*Work to be completed*:
Copy out the rows below word for word, beginning at the line that contains "Note: for each instance of the leaning" and stopping after the line that contains "point(692, 589)". Include both of those lines and nothing outside them.
═════ Supplied material ═════
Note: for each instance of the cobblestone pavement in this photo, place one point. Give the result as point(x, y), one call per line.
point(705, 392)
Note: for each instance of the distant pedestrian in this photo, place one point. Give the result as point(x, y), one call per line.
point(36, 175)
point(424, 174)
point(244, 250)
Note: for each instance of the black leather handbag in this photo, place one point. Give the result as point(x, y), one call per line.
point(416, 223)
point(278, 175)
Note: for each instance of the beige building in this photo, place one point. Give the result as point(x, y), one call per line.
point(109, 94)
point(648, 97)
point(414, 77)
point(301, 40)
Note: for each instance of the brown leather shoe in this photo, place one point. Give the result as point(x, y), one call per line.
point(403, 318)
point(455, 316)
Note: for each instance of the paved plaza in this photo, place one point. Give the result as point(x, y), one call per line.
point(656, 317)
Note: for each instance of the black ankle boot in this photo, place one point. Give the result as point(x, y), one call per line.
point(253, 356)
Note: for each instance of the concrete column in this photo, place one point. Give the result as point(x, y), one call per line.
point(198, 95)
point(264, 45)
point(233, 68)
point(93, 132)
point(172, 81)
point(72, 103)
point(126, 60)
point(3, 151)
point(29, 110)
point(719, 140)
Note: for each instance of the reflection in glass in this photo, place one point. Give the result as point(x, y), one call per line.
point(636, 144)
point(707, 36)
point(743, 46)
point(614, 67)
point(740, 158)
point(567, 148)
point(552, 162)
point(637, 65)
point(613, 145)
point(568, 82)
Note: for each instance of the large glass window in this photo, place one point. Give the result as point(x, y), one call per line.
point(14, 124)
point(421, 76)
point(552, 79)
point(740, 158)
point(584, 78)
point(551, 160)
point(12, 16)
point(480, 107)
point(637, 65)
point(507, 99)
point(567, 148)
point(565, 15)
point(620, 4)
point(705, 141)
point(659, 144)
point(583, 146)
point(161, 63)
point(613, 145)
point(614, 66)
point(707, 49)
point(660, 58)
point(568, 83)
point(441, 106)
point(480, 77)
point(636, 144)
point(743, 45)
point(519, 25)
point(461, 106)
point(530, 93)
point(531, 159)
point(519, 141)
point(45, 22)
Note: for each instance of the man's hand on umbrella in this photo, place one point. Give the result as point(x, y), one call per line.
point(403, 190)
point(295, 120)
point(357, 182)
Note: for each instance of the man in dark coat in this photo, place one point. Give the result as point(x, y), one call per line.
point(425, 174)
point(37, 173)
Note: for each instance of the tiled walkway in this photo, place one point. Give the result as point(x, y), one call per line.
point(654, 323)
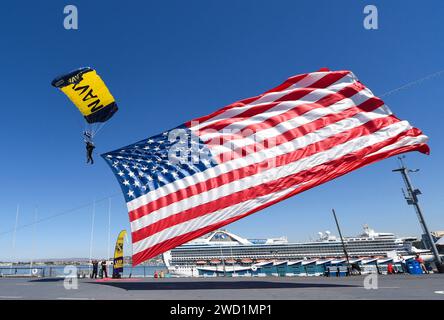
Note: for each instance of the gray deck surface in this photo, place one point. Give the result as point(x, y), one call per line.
point(389, 287)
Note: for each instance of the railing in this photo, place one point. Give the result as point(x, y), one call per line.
point(82, 271)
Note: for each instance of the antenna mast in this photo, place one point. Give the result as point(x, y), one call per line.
point(412, 199)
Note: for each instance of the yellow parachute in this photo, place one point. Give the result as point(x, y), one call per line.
point(88, 92)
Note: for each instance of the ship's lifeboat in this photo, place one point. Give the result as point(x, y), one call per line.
point(246, 260)
point(261, 260)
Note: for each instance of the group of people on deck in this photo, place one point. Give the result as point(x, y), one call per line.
point(103, 269)
point(392, 269)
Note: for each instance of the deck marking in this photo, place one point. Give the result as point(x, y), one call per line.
point(67, 298)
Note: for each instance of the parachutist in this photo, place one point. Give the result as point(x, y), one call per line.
point(89, 149)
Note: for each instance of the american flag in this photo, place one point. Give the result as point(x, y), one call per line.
point(214, 170)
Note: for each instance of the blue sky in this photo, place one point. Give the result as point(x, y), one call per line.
point(168, 62)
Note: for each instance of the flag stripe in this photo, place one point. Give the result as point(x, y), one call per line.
point(251, 154)
point(297, 126)
point(289, 100)
point(241, 189)
point(235, 213)
point(350, 129)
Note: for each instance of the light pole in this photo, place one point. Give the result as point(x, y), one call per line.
point(412, 199)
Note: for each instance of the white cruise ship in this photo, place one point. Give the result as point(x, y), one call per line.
point(224, 250)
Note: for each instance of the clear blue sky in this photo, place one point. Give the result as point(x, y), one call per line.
point(169, 62)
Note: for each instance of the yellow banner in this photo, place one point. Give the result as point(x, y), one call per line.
point(90, 94)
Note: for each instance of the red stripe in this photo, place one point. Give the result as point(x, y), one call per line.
point(326, 81)
point(266, 188)
point(369, 105)
point(345, 166)
point(326, 101)
point(235, 174)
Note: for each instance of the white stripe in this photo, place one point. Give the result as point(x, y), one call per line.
point(291, 124)
point(272, 174)
point(406, 141)
point(305, 82)
point(228, 166)
point(230, 113)
point(243, 207)
point(199, 222)
point(280, 108)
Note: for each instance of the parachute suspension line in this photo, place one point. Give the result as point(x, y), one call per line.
point(98, 128)
point(92, 232)
point(40, 220)
point(413, 83)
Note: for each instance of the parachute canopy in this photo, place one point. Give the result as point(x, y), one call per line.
point(88, 92)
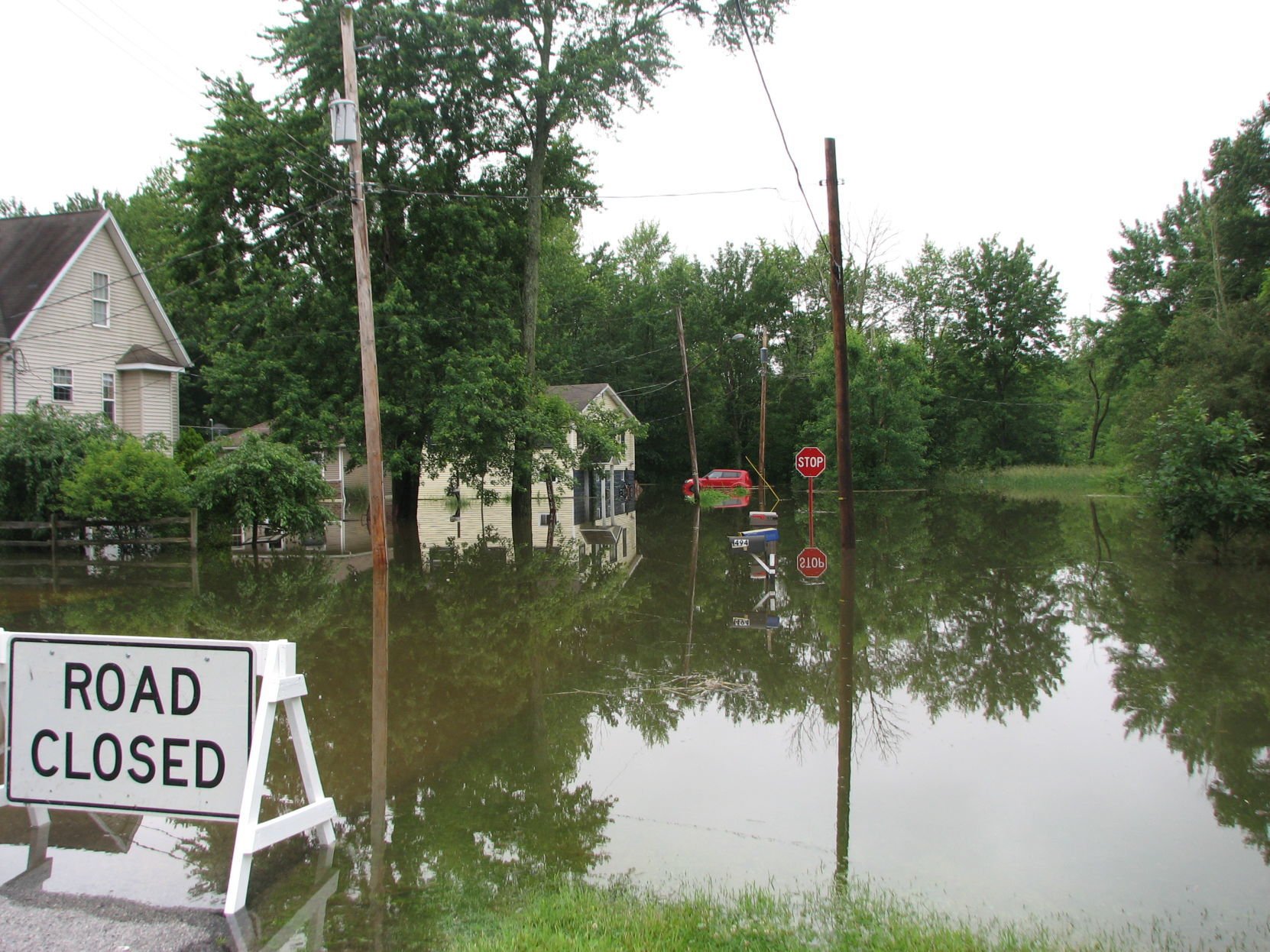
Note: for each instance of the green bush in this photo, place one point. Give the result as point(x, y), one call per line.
point(38, 451)
point(264, 483)
point(192, 451)
point(1206, 478)
point(126, 483)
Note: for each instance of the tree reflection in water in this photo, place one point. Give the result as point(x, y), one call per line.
point(503, 672)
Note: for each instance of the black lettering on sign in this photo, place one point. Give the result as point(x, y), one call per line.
point(170, 763)
point(107, 740)
point(201, 748)
point(146, 691)
point(117, 701)
point(196, 692)
point(135, 750)
point(34, 753)
point(74, 683)
point(71, 773)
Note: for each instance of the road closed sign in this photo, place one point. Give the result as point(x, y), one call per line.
point(146, 725)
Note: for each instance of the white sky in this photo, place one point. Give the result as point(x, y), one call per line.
point(954, 121)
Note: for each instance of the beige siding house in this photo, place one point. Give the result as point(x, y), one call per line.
point(80, 326)
point(596, 491)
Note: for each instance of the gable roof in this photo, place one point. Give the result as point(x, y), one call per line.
point(36, 253)
point(581, 395)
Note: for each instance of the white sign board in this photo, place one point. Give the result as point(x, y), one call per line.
point(149, 725)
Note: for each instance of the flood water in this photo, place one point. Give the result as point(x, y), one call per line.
point(1032, 711)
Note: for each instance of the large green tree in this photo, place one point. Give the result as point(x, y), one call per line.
point(568, 63)
point(997, 358)
point(270, 198)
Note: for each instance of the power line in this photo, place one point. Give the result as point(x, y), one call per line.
point(780, 127)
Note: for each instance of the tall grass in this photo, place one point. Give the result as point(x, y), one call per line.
point(571, 915)
point(1044, 481)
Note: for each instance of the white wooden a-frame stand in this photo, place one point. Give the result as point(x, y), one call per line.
point(280, 685)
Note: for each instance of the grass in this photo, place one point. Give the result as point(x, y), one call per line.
point(1043, 481)
point(572, 917)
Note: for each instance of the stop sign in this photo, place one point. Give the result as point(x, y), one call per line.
point(809, 462)
point(812, 562)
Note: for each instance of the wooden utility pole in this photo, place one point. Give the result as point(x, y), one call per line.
point(687, 397)
point(846, 491)
point(364, 310)
point(763, 423)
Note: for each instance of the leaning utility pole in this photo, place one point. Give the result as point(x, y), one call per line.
point(687, 397)
point(846, 491)
point(364, 307)
point(763, 423)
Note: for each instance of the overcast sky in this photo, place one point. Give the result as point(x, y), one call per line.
point(955, 121)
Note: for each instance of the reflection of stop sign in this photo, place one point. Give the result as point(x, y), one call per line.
point(809, 462)
point(812, 562)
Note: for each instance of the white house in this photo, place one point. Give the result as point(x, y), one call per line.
point(80, 326)
point(604, 491)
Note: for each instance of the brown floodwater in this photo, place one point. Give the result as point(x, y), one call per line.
point(1007, 708)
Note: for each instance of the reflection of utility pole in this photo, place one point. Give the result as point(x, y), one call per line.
point(846, 493)
point(352, 136)
point(846, 704)
point(687, 397)
point(763, 423)
point(692, 589)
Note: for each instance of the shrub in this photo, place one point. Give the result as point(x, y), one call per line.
point(192, 451)
point(126, 483)
point(264, 483)
point(1206, 478)
point(38, 451)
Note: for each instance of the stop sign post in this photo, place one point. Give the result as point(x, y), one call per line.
point(812, 562)
point(811, 462)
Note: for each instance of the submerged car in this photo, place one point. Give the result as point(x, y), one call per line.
point(736, 481)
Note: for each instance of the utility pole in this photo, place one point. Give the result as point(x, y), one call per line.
point(846, 491)
point(763, 423)
point(364, 307)
point(687, 397)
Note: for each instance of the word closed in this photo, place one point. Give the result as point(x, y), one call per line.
point(149, 725)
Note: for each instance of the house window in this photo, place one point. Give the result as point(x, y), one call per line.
point(109, 397)
point(63, 389)
point(101, 300)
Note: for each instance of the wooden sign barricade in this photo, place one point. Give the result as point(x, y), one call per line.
point(146, 689)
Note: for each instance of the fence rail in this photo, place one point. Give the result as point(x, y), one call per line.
point(56, 528)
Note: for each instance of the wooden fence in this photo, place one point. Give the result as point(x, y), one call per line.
point(84, 532)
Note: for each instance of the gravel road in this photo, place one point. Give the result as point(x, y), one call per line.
point(36, 921)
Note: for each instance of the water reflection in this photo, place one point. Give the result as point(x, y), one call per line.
point(537, 715)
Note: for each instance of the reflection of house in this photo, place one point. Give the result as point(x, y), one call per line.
point(604, 489)
point(80, 326)
point(465, 523)
point(337, 468)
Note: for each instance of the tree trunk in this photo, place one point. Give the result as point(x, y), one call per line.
point(406, 497)
point(522, 453)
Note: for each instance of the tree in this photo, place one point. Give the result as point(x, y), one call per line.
point(889, 399)
point(126, 483)
point(263, 481)
point(569, 63)
point(38, 452)
point(997, 358)
point(1206, 476)
point(268, 197)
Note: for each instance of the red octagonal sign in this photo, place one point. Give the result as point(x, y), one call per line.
point(809, 462)
point(812, 562)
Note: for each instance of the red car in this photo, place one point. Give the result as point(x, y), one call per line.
point(732, 480)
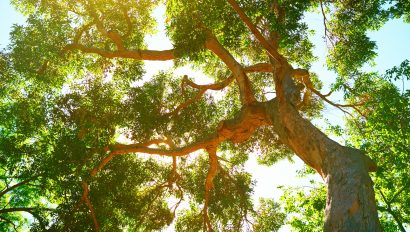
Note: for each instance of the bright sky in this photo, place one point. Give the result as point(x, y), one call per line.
point(393, 47)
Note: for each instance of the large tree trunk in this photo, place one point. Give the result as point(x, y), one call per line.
point(350, 204)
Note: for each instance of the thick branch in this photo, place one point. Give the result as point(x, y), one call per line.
point(212, 171)
point(303, 75)
point(87, 201)
point(17, 185)
point(159, 55)
point(390, 210)
point(269, 48)
point(262, 67)
point(237, 130)
point(247, 96)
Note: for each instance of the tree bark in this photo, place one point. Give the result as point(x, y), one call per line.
point(350, 204)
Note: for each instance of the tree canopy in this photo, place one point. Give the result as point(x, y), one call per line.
point(88, 142)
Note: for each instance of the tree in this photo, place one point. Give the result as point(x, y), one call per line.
point(73, 83)
point(383, 139)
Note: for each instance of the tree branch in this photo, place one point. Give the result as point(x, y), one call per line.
point(237, 130)
point(87, 202)
point(212, 171)
point(262, 67)
point(160, 55)
point(269, 48)
point(247, 96)
point(17, 185)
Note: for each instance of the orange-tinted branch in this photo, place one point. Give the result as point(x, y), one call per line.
point(160, 55)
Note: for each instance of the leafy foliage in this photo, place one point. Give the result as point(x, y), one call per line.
point(73, 86)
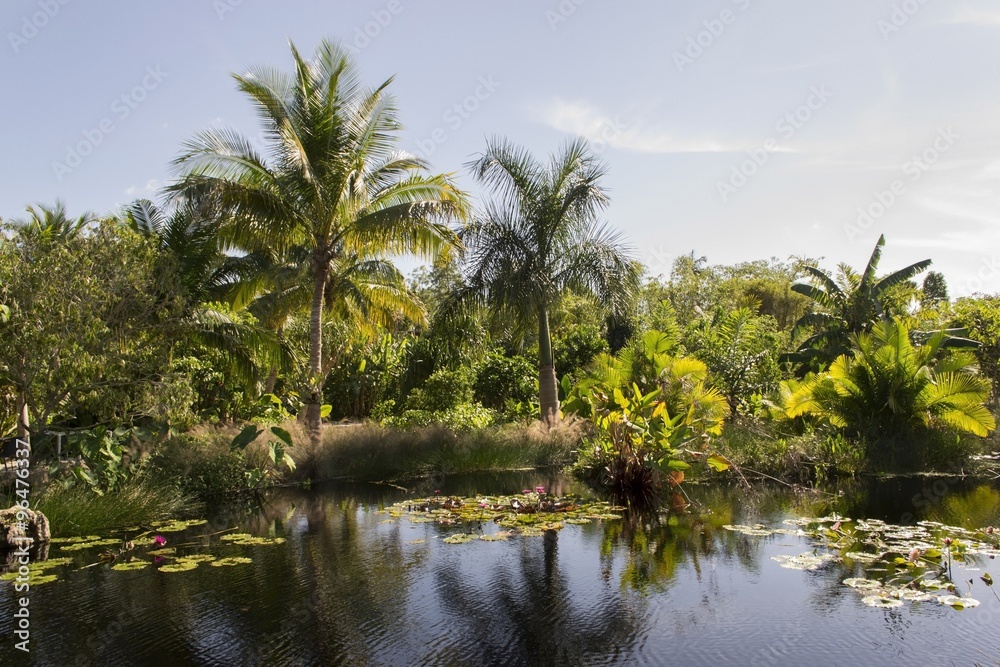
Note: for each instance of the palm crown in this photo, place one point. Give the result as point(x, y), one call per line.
point(332, 182)
point(538, 237)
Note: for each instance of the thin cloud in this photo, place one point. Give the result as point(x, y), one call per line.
point(623, 132)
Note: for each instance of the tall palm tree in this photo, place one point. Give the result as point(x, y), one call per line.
point(332, 181)
point(52, 223)
point(538, 237)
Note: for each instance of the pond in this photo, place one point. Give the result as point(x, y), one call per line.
point(346, 576)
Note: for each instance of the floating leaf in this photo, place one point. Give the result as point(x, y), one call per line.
point(882, 602)
point(957, 602)
point(168, 551)
point(180, 566)
point(131, 565)
point(228, 562)
point(196, 558)
point(718, 462)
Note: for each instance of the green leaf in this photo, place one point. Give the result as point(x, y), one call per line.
point(284, 435)
point(246, 436)
point(718, 462)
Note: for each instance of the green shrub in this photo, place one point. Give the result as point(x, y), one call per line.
point(444, 390)
point(505, 381)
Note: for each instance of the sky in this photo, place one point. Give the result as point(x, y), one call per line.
point(736, 129)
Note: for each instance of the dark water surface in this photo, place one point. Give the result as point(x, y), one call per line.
point(350, 586)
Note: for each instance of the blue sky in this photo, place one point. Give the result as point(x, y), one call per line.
point(740, 129)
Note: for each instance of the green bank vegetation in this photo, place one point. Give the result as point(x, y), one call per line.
point(262, 292)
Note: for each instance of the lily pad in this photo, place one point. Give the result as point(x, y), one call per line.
point(882, 602)
point(131, 565)
point(179, 567)
point(233, 560)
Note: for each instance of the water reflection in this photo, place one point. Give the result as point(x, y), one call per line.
point(352, 586)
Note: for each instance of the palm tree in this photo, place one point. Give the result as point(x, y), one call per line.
point(851, 305)
point(188, 237)
point(332, 183)
point(52, 223)
point(538, 237)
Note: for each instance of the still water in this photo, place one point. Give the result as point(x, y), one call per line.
point(350, 585)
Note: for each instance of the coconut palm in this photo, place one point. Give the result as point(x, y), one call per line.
═════
*Written answer*:
Note: for each instance of the leaning utility pole in this photo, place one point. Give the result as point(x, y), one call per line.
point(687, 397)
point(846, 491)
point(364, 307)
point(763, 423)
Note: for each instance of the overcast sky in this photo, place one point. Give the result as point(x, y), one call per line.
point(955, 121)
Note: for each instance of the reflection of stop sign in this photo, place one point. Give the result as point(x, y), one call per line.
point(809, 462)
point(812, 562)
Note: for each instance of the white house in this photo, place one point. Give the result as point(x, y), one call per line.
point(80, 326)
point(604, 491)
Note: for each instance of the brown floodwater in this photo, place one point. Give the result as point(x, y), one call per line.
point(1007, 708)
Note: for each instance of the reflection of utility pole in this photo, place one point. Give the result as point(x, y), one call per line.
point(846, 493)
point(352, 136)
point(846, 704)
point(687, 397)
point(763, 423)
point(692, 589)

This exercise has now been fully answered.